(Stored records)

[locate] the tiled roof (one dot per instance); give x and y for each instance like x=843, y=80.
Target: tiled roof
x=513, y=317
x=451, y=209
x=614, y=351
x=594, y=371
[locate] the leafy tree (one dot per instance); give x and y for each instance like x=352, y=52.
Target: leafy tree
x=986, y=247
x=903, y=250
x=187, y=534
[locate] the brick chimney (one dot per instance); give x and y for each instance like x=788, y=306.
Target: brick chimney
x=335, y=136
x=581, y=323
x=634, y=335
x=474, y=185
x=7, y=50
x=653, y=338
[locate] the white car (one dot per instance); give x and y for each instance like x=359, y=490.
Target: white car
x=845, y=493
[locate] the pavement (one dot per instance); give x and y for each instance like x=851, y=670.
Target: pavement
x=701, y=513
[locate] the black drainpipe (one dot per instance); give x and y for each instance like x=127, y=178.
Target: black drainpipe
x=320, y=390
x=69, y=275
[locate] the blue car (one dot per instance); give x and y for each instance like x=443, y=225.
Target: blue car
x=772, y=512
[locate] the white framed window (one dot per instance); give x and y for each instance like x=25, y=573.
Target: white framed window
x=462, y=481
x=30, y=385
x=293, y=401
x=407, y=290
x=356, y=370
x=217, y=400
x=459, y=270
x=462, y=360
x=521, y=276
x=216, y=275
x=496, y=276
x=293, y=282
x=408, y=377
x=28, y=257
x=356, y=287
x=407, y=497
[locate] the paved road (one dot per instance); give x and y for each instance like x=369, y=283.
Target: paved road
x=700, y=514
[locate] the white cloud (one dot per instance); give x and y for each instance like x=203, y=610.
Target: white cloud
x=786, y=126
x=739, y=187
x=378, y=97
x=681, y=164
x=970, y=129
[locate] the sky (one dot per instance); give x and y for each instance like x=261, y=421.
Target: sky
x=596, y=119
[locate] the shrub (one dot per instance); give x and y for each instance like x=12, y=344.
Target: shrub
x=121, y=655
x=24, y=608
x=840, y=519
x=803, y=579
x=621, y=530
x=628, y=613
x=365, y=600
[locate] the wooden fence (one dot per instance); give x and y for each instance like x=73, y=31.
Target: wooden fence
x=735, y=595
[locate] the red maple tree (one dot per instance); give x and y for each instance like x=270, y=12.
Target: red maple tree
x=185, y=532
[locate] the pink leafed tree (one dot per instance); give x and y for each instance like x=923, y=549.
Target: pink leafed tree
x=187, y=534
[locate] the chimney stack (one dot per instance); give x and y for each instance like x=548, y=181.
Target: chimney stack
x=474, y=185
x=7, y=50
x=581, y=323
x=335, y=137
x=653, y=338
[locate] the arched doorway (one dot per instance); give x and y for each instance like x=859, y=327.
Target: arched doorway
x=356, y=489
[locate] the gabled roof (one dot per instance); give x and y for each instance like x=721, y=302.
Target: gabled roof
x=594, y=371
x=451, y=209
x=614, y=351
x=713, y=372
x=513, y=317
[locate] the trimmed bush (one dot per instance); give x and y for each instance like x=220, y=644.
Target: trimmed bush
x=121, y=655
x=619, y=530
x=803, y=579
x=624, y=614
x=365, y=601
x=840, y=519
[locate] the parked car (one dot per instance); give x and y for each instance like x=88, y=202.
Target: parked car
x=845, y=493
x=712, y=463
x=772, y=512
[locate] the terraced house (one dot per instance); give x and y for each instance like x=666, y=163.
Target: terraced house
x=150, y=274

* * *

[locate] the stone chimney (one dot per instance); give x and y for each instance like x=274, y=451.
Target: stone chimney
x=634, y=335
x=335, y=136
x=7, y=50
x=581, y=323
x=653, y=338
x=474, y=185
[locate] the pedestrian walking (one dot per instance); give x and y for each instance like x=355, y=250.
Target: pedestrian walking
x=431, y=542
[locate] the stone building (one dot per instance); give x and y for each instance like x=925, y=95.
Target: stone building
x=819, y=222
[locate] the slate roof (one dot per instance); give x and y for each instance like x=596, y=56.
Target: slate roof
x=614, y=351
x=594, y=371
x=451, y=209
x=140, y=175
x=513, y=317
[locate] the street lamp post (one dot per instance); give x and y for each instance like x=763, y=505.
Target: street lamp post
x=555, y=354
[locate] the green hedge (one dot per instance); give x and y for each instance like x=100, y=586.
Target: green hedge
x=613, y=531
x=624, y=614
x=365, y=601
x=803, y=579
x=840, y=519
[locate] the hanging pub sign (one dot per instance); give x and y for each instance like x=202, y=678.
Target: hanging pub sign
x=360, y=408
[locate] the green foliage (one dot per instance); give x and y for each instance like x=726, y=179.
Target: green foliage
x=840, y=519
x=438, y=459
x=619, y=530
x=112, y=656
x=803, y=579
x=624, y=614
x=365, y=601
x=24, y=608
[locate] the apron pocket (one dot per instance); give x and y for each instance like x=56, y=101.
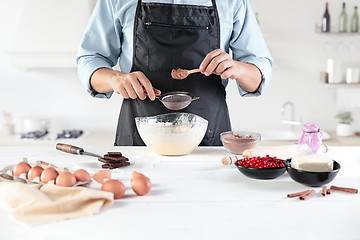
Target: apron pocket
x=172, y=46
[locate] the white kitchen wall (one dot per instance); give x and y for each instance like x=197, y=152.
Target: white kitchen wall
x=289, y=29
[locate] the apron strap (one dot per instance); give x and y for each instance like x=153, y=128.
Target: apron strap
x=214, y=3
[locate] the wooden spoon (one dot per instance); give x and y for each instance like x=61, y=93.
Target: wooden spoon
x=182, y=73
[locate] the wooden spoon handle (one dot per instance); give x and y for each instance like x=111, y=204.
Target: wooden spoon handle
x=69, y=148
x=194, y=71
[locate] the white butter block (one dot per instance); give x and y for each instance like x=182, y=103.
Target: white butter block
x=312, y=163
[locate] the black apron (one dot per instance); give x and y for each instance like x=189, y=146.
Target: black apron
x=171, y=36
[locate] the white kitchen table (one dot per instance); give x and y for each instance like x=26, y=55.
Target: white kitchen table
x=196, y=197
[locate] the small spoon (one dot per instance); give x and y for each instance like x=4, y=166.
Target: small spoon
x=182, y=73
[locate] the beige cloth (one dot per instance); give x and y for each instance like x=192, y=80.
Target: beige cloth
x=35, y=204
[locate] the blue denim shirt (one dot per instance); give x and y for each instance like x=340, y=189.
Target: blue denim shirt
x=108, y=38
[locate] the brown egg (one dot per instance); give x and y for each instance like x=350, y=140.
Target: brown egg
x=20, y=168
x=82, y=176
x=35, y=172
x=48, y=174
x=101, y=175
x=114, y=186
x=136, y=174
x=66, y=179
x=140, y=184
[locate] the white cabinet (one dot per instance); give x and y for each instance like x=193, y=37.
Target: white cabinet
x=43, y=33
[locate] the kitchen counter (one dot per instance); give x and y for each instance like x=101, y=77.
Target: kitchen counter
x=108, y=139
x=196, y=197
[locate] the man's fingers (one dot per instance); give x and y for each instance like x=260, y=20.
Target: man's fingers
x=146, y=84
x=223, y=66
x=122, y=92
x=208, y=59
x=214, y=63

## Exercise requirements
Rewrite the rows from the line containing "[locate] the red" through the line containing "x=150, y=274", replacing "chimney stack" with "chimney pot" and leaving everything else unchanged.

## Solution to this exercise
[locate] the red maple tree (one dot per instance); give x and y for each instance like x=270, y=12.
Target: red maple tree
x=185, y=532
[locate] the pink leafed tree (one dot per instance); give x and y for each instance like x=923, y=549.
Target: pink leafed tree
x=187, y=534
[locate] the chimney pot (one dot per instance); give x and y for each instance like x=548, y=181.
Target: chimney pot
x=474, y=185
x=7, y=50
x=581, y=323
x=335, y=137
x=653, y=338
[locate] the arched doorway (one dot per instance); give x and y for each instance like x=859, y=327.
Target: arched doorway
x=356, y=489
[locate] the gabled roof (one dot per instance); give x and y for each instance like x=721, y=302.
Target: gabled roof
x=594, y=371
x=451, y=209
x=614, y=351
x=713, y=372
x=513, y=317
[locate] the trimmed bush (one dot per instance); give x and y for each instance like x=220, y=644.
Target: trimmed bush
x=121, y=655
x=619, y=530
x=803, y=579
x=624, y=614
x=365, y=601
x=840, y=519
[locate] the parked car (one dot per instance); give x and y for each instance like x=88, y=202.
Target: parked car
x=845, y=493
x=712, y=463
x=772, y=512
[locate] the terraced house (one dot per instance); give x and y for each instance like x=666, y=163.
Target: terraced house
x=150, y=274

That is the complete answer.